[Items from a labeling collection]
##########
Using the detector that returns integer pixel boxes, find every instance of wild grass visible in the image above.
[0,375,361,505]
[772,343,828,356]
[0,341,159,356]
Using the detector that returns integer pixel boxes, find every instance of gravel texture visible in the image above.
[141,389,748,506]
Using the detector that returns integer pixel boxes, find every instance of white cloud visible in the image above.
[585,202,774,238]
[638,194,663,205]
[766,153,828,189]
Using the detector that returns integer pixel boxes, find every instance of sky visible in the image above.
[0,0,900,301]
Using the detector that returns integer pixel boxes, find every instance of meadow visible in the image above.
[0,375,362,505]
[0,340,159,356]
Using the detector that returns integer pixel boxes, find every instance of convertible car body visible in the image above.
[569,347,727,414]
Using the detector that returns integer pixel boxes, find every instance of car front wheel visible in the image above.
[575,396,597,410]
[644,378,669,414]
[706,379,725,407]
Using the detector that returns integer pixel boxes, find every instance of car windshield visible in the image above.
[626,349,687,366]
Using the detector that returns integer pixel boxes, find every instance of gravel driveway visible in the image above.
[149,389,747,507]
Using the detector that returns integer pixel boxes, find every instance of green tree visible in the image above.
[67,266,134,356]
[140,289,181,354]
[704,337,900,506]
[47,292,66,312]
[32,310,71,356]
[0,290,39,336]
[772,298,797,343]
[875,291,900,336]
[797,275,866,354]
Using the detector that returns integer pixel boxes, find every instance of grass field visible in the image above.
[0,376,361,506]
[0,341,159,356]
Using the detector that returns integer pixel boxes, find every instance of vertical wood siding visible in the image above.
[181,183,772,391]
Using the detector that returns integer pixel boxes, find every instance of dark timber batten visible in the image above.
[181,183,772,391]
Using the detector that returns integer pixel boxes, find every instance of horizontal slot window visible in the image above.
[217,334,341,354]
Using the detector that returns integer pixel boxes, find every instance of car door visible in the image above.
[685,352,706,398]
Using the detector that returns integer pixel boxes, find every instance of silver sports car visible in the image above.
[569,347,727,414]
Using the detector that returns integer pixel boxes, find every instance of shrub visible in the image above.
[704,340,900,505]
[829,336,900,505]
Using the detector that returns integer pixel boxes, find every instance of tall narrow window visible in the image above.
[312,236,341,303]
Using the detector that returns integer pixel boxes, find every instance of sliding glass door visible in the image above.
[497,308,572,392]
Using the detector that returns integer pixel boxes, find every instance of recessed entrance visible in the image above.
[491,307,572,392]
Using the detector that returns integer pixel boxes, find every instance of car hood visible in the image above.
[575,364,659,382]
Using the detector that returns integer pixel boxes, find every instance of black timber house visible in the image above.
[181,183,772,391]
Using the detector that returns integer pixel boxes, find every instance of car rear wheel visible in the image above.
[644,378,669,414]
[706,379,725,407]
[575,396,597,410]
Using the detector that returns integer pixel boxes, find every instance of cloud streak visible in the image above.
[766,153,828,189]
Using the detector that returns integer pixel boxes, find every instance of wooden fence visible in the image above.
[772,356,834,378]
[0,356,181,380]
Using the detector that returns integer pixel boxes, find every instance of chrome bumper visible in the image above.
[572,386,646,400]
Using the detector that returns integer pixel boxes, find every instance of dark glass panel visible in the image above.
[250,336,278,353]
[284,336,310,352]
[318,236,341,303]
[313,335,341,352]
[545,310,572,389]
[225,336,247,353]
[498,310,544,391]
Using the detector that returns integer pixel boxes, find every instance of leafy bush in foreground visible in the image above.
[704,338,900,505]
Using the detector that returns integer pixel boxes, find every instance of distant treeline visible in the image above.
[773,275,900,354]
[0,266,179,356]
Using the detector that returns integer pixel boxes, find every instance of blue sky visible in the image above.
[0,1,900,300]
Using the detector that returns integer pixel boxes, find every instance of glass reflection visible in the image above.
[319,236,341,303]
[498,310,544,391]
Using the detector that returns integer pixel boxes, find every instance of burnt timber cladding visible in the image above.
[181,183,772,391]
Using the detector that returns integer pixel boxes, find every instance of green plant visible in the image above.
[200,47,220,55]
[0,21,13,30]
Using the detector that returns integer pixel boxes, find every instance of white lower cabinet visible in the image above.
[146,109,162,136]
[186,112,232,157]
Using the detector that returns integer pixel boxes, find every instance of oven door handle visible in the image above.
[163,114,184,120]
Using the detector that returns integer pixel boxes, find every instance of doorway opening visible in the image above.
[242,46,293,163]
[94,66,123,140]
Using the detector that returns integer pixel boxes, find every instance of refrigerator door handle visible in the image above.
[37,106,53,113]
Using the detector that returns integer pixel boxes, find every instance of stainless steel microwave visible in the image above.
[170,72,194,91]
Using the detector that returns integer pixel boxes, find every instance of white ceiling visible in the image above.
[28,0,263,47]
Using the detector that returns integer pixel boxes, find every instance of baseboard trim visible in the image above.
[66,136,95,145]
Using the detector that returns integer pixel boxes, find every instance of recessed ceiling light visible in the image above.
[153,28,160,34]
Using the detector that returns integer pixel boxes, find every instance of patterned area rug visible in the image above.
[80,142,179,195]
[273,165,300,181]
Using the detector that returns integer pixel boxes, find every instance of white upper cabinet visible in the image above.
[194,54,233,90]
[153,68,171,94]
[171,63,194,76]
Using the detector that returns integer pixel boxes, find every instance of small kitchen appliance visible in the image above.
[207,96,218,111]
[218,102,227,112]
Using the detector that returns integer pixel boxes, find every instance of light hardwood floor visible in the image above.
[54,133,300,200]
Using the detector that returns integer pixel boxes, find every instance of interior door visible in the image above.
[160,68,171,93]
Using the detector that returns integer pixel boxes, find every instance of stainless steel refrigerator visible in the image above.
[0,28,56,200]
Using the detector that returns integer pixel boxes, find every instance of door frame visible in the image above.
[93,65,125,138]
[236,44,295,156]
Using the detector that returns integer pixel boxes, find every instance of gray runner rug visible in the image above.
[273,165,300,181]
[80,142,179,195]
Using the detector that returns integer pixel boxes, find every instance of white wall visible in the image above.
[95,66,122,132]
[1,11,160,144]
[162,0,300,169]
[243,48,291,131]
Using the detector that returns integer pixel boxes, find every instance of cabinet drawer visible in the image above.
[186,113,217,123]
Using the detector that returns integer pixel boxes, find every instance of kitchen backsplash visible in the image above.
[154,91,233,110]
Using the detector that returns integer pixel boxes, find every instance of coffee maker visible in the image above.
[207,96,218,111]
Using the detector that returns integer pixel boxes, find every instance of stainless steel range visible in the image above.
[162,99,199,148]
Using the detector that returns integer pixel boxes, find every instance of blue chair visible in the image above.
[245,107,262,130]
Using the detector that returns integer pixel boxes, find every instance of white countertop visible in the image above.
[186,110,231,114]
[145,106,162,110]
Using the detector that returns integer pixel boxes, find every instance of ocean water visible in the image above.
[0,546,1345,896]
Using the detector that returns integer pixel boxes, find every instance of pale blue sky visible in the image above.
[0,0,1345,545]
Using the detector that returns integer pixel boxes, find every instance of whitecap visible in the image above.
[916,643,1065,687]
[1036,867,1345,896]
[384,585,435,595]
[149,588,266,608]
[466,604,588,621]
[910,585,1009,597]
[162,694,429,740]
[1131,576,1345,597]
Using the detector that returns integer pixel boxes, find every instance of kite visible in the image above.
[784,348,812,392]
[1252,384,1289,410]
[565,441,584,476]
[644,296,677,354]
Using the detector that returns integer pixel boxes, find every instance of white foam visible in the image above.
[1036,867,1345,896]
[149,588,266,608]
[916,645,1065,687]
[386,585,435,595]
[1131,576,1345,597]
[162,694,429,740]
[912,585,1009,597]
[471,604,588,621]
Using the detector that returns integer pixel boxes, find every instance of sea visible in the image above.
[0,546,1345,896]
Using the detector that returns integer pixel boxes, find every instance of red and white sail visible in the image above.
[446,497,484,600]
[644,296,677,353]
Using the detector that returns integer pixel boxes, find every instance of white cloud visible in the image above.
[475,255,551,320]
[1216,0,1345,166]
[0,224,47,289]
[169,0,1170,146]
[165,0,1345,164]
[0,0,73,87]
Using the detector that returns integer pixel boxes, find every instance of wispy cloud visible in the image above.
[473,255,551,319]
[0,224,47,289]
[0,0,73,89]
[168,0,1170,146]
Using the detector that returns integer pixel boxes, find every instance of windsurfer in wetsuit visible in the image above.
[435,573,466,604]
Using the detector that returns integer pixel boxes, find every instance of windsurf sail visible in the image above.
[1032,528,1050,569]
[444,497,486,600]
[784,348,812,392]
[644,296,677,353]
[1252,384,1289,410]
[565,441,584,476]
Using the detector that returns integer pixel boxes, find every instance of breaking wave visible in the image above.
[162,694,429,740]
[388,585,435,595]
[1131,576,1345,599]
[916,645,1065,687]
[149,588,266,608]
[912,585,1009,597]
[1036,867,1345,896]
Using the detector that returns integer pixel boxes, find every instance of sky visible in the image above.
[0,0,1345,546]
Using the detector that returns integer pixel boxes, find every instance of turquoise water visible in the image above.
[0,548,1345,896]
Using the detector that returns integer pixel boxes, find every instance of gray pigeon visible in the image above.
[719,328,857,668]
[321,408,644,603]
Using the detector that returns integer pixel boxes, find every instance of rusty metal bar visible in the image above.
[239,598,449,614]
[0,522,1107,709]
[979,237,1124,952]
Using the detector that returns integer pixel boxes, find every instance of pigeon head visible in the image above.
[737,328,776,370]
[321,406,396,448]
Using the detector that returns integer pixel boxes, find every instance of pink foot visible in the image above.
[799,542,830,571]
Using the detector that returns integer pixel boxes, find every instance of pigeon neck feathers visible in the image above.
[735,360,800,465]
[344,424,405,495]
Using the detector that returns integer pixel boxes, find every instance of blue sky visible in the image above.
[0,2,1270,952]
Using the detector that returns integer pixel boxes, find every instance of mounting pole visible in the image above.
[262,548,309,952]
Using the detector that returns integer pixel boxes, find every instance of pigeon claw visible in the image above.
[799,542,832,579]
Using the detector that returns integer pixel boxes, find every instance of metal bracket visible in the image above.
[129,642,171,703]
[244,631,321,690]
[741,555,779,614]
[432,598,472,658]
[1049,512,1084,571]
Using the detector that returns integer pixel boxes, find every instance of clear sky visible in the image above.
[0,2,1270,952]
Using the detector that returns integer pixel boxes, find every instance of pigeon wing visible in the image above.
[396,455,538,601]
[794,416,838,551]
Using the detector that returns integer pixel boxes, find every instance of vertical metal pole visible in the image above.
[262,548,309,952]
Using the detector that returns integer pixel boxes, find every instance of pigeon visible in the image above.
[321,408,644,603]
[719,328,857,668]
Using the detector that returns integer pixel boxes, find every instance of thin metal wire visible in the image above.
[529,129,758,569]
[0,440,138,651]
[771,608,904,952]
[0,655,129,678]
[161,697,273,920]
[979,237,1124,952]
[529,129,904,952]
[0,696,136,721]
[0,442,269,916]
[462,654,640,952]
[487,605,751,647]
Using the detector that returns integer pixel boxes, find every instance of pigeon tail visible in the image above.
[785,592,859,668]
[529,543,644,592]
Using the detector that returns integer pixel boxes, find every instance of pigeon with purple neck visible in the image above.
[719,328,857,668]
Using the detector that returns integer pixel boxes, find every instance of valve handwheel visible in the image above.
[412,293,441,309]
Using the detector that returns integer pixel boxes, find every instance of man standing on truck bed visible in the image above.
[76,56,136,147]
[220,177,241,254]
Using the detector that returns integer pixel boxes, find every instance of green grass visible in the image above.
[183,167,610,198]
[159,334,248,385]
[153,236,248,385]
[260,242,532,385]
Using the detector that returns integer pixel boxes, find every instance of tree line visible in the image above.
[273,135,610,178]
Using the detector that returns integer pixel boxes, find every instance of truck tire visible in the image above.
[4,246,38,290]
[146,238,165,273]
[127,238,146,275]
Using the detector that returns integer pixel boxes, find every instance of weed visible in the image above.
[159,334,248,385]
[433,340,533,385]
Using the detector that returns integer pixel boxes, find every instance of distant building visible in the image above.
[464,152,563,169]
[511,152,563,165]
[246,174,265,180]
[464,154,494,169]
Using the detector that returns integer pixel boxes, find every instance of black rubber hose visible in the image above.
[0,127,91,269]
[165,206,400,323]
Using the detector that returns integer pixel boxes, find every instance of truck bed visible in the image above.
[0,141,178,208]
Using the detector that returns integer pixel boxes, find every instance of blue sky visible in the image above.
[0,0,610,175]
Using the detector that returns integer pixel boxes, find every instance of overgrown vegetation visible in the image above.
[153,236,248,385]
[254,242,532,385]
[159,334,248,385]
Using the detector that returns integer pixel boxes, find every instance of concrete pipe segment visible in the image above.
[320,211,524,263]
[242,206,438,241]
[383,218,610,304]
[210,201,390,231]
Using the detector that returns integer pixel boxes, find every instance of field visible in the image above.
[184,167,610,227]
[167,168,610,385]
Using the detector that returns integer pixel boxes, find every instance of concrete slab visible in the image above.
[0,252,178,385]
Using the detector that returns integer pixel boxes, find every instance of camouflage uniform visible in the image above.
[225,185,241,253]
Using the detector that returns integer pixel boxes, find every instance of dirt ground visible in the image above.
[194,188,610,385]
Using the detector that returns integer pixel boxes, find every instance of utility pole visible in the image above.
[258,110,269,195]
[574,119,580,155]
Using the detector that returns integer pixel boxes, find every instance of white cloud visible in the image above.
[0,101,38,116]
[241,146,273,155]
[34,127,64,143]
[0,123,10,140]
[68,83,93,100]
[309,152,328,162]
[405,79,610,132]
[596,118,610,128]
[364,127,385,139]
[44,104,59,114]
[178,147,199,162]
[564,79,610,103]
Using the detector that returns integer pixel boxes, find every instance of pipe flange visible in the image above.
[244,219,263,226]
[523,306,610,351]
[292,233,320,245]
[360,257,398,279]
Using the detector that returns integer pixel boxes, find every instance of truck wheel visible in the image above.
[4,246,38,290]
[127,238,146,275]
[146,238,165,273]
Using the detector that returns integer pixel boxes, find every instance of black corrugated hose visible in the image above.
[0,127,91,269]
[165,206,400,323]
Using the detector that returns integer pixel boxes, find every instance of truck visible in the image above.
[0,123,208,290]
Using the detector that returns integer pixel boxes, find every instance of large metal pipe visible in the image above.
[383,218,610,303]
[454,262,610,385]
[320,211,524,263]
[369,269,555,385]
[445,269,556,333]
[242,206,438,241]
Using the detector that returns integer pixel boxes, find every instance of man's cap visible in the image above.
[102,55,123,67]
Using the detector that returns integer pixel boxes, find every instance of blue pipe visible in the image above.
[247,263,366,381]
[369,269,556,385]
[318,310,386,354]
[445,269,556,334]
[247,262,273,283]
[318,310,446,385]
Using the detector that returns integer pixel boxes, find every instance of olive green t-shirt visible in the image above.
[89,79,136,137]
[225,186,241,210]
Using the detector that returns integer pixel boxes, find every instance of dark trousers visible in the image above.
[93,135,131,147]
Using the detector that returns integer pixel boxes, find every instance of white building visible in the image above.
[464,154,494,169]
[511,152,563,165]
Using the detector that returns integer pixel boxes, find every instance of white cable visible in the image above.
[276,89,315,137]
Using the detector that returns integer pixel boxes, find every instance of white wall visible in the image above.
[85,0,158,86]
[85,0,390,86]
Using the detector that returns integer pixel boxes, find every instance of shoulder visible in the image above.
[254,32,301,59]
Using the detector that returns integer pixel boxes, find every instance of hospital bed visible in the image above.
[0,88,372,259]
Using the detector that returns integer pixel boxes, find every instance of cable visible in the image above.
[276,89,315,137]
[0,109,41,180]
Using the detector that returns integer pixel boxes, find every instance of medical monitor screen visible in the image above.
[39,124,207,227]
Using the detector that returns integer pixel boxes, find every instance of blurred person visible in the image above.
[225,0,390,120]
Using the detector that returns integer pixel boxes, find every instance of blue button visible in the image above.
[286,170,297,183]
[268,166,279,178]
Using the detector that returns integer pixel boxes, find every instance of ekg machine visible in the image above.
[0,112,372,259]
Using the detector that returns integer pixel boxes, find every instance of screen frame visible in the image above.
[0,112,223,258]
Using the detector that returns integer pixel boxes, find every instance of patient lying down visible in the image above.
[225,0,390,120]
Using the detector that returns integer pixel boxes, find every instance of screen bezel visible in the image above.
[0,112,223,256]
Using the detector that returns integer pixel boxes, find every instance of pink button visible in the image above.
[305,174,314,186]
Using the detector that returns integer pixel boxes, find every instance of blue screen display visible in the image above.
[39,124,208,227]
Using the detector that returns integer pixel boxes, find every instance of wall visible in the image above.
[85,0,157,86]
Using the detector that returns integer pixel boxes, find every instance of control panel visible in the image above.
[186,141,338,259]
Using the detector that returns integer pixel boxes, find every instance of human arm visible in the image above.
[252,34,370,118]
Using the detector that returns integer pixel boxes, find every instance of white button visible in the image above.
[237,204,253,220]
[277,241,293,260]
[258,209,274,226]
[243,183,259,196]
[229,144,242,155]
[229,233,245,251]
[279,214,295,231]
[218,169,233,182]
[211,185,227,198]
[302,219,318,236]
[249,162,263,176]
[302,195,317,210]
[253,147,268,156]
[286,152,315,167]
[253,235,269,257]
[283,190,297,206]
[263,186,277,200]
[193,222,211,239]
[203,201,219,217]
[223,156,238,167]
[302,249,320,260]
##########
**GOAL**
Reproduce only the stretch from the line containing "windshield visible in the image above." through the line containing "[797,275,866,354]", replacing "green tree" with "leafy tree" and leaving every other part unchanged.

**COMPLETE ANSWER**
Using the detector that returns integer pixel boxes, find every instance of car windshield visible in the image above.
[626,349,687,366]
Using the detector that returns integer pixel boxes, find every instance of gravel driveway visible in the image above.
[149,389,747,507]
Using the detector that returns integer pixel boxes, find every instance of leafy tree visible in the image above.
[67,266,134,356]
[140,289,181,354]
[704,337,900,506]
[47,292,66,312]
[32,310,71,356]
[0,290,39,336]
[772,298,797,343]
[875,291,900,336]
[797,275,866,354]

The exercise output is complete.